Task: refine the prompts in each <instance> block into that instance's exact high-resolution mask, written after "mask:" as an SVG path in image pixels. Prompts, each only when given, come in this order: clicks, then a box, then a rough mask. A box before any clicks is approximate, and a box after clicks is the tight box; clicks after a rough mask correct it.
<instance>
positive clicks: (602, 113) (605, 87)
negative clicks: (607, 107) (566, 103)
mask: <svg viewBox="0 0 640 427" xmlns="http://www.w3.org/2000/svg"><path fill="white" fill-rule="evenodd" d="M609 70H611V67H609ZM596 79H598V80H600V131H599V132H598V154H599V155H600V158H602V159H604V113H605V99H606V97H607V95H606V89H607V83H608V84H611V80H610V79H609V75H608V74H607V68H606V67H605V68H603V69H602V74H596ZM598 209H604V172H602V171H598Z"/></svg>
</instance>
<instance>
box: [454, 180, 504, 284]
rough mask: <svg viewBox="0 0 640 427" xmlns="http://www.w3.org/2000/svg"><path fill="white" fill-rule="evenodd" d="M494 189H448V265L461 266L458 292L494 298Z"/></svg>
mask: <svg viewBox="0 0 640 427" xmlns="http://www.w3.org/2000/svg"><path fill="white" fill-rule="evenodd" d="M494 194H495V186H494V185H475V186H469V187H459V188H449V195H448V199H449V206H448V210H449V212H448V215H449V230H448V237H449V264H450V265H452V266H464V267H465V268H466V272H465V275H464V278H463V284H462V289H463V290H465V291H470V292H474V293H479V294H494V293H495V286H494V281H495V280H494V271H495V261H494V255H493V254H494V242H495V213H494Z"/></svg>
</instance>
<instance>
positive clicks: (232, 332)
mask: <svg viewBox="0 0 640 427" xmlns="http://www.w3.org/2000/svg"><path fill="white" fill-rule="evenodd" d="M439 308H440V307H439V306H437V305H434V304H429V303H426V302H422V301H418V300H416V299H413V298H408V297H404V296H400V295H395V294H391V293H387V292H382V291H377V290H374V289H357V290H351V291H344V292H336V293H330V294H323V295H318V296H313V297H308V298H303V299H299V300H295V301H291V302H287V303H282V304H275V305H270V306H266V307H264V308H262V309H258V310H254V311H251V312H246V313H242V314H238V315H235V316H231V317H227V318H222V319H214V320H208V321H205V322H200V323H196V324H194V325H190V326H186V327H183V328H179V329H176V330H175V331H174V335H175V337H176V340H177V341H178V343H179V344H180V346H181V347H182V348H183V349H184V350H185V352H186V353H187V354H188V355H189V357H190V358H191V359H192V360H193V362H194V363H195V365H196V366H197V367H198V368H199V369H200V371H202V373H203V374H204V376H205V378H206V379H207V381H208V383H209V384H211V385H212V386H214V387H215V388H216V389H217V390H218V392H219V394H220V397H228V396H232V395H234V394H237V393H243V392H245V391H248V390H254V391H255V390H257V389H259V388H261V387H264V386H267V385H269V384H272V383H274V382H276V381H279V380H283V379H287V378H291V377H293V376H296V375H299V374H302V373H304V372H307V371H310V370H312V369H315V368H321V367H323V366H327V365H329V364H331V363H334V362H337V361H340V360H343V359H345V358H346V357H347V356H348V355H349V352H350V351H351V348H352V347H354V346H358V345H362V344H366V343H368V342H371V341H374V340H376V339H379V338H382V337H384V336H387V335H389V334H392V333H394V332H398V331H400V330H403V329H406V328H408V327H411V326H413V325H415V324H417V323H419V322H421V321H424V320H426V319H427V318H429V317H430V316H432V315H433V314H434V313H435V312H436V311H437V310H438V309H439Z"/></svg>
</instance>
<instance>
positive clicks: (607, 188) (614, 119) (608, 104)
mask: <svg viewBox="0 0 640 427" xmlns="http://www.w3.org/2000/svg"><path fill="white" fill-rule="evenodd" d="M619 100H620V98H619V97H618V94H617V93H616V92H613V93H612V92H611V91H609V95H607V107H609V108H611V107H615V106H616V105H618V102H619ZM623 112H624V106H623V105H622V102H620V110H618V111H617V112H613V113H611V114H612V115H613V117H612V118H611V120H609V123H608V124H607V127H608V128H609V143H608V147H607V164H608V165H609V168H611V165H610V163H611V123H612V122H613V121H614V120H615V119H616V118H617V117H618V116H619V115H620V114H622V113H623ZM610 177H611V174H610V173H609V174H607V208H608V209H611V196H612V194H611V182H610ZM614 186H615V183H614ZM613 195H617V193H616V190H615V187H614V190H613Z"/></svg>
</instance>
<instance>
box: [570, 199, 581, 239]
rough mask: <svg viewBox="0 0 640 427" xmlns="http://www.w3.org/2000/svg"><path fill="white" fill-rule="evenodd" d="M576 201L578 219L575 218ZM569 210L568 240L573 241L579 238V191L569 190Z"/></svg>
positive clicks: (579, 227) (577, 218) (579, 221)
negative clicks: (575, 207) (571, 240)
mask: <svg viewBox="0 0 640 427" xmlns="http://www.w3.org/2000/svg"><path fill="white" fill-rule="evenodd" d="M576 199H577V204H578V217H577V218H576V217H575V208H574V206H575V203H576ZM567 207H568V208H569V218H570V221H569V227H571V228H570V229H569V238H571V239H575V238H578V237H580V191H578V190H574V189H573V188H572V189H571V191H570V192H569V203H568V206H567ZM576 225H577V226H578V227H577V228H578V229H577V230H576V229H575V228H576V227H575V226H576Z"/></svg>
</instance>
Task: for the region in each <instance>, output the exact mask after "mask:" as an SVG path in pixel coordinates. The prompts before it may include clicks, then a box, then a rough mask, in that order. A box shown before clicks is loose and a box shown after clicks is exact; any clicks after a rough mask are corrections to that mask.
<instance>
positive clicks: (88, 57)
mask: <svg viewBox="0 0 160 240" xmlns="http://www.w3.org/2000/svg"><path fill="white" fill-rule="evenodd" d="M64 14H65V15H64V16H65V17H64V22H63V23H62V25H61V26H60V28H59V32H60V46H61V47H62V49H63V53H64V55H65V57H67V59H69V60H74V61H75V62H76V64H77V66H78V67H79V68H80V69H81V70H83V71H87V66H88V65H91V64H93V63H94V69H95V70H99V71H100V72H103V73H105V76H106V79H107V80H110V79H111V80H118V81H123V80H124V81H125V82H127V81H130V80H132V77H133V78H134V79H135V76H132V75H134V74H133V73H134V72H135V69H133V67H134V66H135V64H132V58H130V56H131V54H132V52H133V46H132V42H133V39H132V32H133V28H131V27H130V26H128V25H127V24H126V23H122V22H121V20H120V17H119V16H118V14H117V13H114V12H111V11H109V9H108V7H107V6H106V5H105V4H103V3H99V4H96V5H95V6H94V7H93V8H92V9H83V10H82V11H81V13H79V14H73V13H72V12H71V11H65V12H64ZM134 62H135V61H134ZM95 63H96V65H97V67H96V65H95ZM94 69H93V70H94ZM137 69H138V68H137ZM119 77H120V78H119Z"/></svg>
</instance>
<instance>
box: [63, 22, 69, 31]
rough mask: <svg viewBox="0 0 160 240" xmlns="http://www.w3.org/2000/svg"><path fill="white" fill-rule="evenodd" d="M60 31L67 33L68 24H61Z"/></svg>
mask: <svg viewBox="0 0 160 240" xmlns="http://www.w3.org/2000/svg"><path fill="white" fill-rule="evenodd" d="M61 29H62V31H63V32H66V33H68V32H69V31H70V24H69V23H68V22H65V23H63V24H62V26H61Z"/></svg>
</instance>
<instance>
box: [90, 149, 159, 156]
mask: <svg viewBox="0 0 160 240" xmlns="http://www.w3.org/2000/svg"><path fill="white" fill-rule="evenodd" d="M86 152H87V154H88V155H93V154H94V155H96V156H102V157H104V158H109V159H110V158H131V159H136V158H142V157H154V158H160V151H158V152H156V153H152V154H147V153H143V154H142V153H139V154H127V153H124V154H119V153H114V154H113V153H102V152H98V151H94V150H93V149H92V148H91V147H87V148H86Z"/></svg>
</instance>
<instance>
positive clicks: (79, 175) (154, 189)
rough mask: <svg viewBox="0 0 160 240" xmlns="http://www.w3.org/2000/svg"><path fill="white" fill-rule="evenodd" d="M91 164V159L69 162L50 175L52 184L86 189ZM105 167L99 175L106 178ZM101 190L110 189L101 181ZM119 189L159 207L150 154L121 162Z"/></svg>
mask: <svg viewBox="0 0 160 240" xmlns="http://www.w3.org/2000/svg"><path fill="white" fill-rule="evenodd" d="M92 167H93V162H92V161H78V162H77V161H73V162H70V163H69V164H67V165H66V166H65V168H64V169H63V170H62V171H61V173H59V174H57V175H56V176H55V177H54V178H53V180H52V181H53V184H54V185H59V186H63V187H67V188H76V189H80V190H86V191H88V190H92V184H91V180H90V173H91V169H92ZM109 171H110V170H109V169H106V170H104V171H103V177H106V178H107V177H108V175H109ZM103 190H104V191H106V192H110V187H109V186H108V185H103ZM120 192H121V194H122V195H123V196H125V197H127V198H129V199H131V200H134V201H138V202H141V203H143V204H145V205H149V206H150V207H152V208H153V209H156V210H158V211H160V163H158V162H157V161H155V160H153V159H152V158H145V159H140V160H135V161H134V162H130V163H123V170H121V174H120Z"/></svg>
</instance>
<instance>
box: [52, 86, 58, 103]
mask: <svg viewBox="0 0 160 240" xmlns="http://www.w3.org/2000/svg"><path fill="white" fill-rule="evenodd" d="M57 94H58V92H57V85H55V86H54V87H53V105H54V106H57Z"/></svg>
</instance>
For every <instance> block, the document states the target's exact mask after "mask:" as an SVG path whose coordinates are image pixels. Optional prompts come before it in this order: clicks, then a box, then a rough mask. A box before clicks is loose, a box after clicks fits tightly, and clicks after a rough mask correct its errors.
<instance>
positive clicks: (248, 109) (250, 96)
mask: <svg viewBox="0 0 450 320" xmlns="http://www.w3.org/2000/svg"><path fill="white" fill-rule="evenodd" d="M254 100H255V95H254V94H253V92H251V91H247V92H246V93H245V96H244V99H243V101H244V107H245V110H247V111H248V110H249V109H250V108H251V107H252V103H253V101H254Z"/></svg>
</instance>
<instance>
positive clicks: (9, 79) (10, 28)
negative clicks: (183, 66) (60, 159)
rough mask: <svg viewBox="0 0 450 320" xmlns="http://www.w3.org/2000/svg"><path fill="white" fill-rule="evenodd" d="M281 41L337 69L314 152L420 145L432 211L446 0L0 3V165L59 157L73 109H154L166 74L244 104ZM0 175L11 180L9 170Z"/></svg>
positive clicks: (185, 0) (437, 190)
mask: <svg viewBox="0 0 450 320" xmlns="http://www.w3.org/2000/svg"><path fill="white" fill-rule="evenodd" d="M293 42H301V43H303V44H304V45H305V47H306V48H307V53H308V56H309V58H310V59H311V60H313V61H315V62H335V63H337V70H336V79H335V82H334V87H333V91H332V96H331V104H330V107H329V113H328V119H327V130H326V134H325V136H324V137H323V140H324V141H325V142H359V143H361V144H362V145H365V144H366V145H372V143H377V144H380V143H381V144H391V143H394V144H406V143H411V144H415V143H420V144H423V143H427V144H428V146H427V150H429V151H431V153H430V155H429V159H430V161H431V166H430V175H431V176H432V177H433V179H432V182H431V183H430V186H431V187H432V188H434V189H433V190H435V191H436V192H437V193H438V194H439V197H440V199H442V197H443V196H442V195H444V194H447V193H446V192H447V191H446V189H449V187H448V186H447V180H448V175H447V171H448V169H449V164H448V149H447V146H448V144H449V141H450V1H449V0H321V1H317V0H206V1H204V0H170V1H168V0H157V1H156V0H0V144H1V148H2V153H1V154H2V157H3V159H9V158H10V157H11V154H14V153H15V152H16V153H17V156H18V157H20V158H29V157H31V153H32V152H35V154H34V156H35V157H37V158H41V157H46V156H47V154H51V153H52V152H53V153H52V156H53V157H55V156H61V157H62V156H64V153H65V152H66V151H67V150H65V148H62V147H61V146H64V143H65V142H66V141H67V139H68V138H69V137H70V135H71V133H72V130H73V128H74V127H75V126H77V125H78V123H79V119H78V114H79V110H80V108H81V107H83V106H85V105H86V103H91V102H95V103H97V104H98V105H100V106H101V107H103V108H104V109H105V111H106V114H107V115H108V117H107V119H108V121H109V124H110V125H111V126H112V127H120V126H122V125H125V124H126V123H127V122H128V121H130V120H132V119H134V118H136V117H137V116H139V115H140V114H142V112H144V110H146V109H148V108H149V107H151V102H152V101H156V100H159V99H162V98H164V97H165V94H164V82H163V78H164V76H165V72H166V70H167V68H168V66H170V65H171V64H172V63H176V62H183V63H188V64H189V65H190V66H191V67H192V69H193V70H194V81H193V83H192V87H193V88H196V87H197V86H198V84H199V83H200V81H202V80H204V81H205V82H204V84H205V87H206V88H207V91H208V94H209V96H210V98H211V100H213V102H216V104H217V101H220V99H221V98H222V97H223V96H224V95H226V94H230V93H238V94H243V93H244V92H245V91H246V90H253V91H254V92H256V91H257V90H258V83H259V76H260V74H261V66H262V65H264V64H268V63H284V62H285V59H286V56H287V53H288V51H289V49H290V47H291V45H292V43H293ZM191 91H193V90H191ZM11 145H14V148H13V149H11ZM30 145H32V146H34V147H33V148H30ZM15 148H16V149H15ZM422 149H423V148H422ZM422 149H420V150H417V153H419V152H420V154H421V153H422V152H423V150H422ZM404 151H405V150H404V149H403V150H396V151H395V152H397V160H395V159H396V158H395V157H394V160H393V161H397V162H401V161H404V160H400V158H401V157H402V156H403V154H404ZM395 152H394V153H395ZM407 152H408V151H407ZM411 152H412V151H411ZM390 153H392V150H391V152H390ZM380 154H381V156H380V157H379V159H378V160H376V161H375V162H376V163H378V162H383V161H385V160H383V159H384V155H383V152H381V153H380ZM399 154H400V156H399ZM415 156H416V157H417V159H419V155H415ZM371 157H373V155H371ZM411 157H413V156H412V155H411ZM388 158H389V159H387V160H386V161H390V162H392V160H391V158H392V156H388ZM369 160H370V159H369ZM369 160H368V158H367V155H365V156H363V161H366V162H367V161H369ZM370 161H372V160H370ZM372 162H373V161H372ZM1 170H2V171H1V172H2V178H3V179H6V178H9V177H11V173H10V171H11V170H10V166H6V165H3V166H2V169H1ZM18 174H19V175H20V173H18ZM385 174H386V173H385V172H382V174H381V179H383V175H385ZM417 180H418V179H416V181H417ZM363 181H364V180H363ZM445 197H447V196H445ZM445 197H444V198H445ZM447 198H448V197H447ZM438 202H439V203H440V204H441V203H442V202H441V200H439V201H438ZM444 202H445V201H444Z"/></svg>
☆ ☆ ☆ ☆
WORK TO COMPLETE:
Only the lines of the data holding the string "that" are wanted; copy each of them.

OUTPUT FOR THIS EXERCISE:
Task: refine the prompts in each <instance> block into that instance's exact high-resolution mask, written after "mask:" as an SVG path in image pixels. Prompts, each only when given, come in this order: clicks, then a box, then a rough mask. A box before any clicks is approximate, and a box after clicks is the tight box; clicks after a rough mask correct it.
Task: for the region in each <instance>, output the exact mask after "mask:" as an SVG path in pixel coordinates. The prompts before it may include clicks, then a box, then a rough mask, in that order. A box shown before clicks is loose and a box shown after clicks is exact; any clicks after a rough mask are corrections to that mask.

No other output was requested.